REQUEST 1: According to the El Nino passage, to what depth does the Pacific Warm Pool reach?
REQUEST 2: Reproduce the part of the El Nino passage that opens with the words containing "http://i44.tinypic.com/97qt08.jpg" and closes with "short term afterwards.", replacing "purple curve" with "orange curve".
REQUEST 3: Carry on writing the El Nino passage from the point where it stops.

GIVEN PASSAGE:
Note: You may wish to click on the TinyPic link (While holding the “Control” key) to open Figure 9 in a separate window. That would eliminate the need to scroll back and forth. This discussion goes on for a full page of single-spaced text in MSWord form.
http://i43.tinypic.com/zxr6vc.jpg
Figure 9
The Pacific Warm Pool, also known as the Indo-Pacific Warm Pool, is an area in the western equatorial Pacific and eastern Indian Ocean where huge volumes of warm water collect due to a number of natural processes (normally attributed to ocean currents and trade winds). The Pacific Warm Pool is visible in SST data and in subsurface ocean temperature data; the warm pool reaches down to depths of 300 meters. Figure 10 illustrates its location. Over decadal periods of time, it expands and contracts in area and increases and decreases in volume.
http://i42.tinypic.com/2hdqydy.jpg
Figure 10
During El Nino events, natural changes in atmospheric conditions cause the warm water that was “contained” by the Pacific Warm Pool to shift east along the equator, and a subsurface oceanic temperature boundary layer called the thermocline pushes the warm subsurface water to the surface. The high SST anomalies in the eastern equatorial Pacific are known as an El Nino. It is a natural process that occurs at irregular intervals and magnitudes. The eastern equatorial Pacific SST anomaly data is divided into areas for monitoring purposes. Refer to Figure 11. These areas are known as NINO1, 2, 3 and 4. Global temperature responses to El Nino events correlate best with the SST anomalies of an area that overlaps NINO3&4 areas. That area is called NINO3.4. That’s the data set used in the following discussions.
http://i44.tinypic.com/97qt08.jpg
Figure 11
Back to the discussion of Figure 9: The purple curve in Figure 9 shows the SST anomalies for the NINO3.4 area [5S-5N, 170W-120W] in the eastern Pacific. The data has been reduced in scale by a factor of 0.2 so that it doesn’t overwhelm the graph. During the 1997/98 El Nino event, NINO3.4 SST anomalies rose to their highest levels during the 20th century. Its impact is visible in the long-term and short-term Global SST anomaly data shown in Figures 2 and 3. It affected global and regional temperature and precipitation patterns in the short term afterwards.
That’s usually about the end of a discussion of the 1997/98 El Nino. The video showed, however, that other processes continue long after an El Nino event. Much of the heat that rises to the surface during the El Nino is then transported west by the equatorial ocean currents, recharging the Pacific Warm Pool for the next El Nino and heating the surface of the East Indian-West Pacific Oceans. It’s important to keep in mind that before the El Nino most of the warm water was below the surface, contained by the Pacific Warm Pool. Since it’s below the surface to depths of 300 meters, it is not a part of the calculation of global SST, or global temperature, for that matter. Then, after the El Nino, much of it is on the surface and included in the SST data. The resulting rise in the SST anomalies of the East Indian-West Pacific Oceans (the black curve in Figure 9) lags the change in NINO3.4 SST anomaly by a few months. As shown, East Indian-West Pacific Ocean SST anomalies reached their peak in 1998, but by that time, NINO3.4 SST anomalies had already dropped back to “normal” levels. Then the NINO3.4 SST anomalies dropped further, into the subsequent La Nina (Negative) levels, but the East Indian-West Pacific Ocean SST anomalies only dropped a portion of the amount they had risen, about one-half of it. And before the East Indian-West Pacific SST anomalies can slowly decrease fully to the levels they were at before the 1997/98 El Nino, NINO3.4 SST anomalies increase in 2000 and cause the East Indian-West Pacific SST anomalies to rise again. That’s the step change.

COLLECTED DATA:
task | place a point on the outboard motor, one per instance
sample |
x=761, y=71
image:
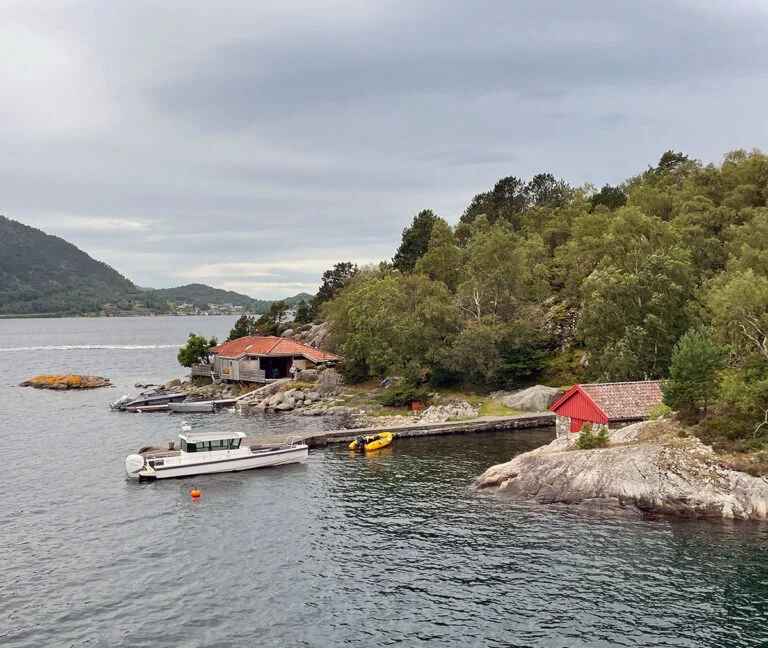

FINAL RESULT 1: 300 meters.

FINAL RESULT 2:
http://i44.tinypic.com/97qt08.jpg
Figure 11
Back to the discussion of Figure 9: The orange curve in Figure 9 shows the SST anomalies for the NINO3.4 area [5S-5N, 170W-120W] in the eastern Pacific. The data has been reduced in scale by a factor of 0.2 so that it doesn’t overwhelm the graph. During the 1997/98 El Nino event, NINO3.4 SST anomalies rose to their highest levels during the 20th century. Its impact is visible in the long-term and short-term Global SST anomaly data shown in Figures 2 and 3. It affected global and regional temperature and precipitation patterns in the short term afterwards.

FINAL RESULT 3:
In summary, a large volume of warm water that was once below the surface of the Pacific Warm Pool was raised to the surface by the El Nino and distributed across the surface of the East Indian and West Pacific Oceans, causing SST anomalies to rise in that region. East Indian-West Pacific Ocean SST anomalies began to drop but had not had enough time to return to “normal” before the start of the next El Nino event, which swept them upwards again.
They are slowly returning to the levels they were at before the 1997/98 El Nino, but because they were “pushed” higher again and again by the El Nino events of 2002/03, 2004/05, and 2006/07, the return has taken more than a decade.
In Figure 12, I’ve added the SST anomalies for the East Pacific, Atlantic, and West Indian Oceans to the comparative graph. (It’s another graph you may want to open in a separate window.) The East Pacific-Atlantic-West Indian Ocean SST anomalies mimic the rise and fall of the NINO3.4 SST anomalies during the 1997/98 El Nino—to a point. Note how, during the La Nina that followed it, the NINO3.4 SST anomalies have dropped well below the levels they had been at before the start of the 1997/98 El Nino (highlighted with the blue line and arrows), yet the East Pacific-Atlantic-West Indian Ocean SST anomalies don’t follow the NINO3.4 SST anomalies below the level they had been at before the 1997/98 El Nino to any great extent; that’s another (but smaller) cause of the step change in Global SST anomalies after the 1997/98 El Nino. Then the East Pacific-Atlantic-West Indian Ocean SST anomalies follow the rise in NINO3.4 SST anomalies from 2000 to late 2002, the peak of the next El Nino. And, from 2003 to present, the SST anomalies for both of the major portions of the global oceans (red and black curves) “normalized” to levels near to one another, modulating back and forth as each area, at different time lags, responds to variations in NINO3.4 SST anomalies. These include the additional El Nino events of 2004/05 and 2006/07, and finally a substantial La Nina in 2007/08. Because of that La Nina, the East Pacific-Atlantic-West Indian Ocean SST anomalies (red curve) have dropped down close to the levels they had been at prior to the 1997/98 El Nino, but it has taken more than 10 years.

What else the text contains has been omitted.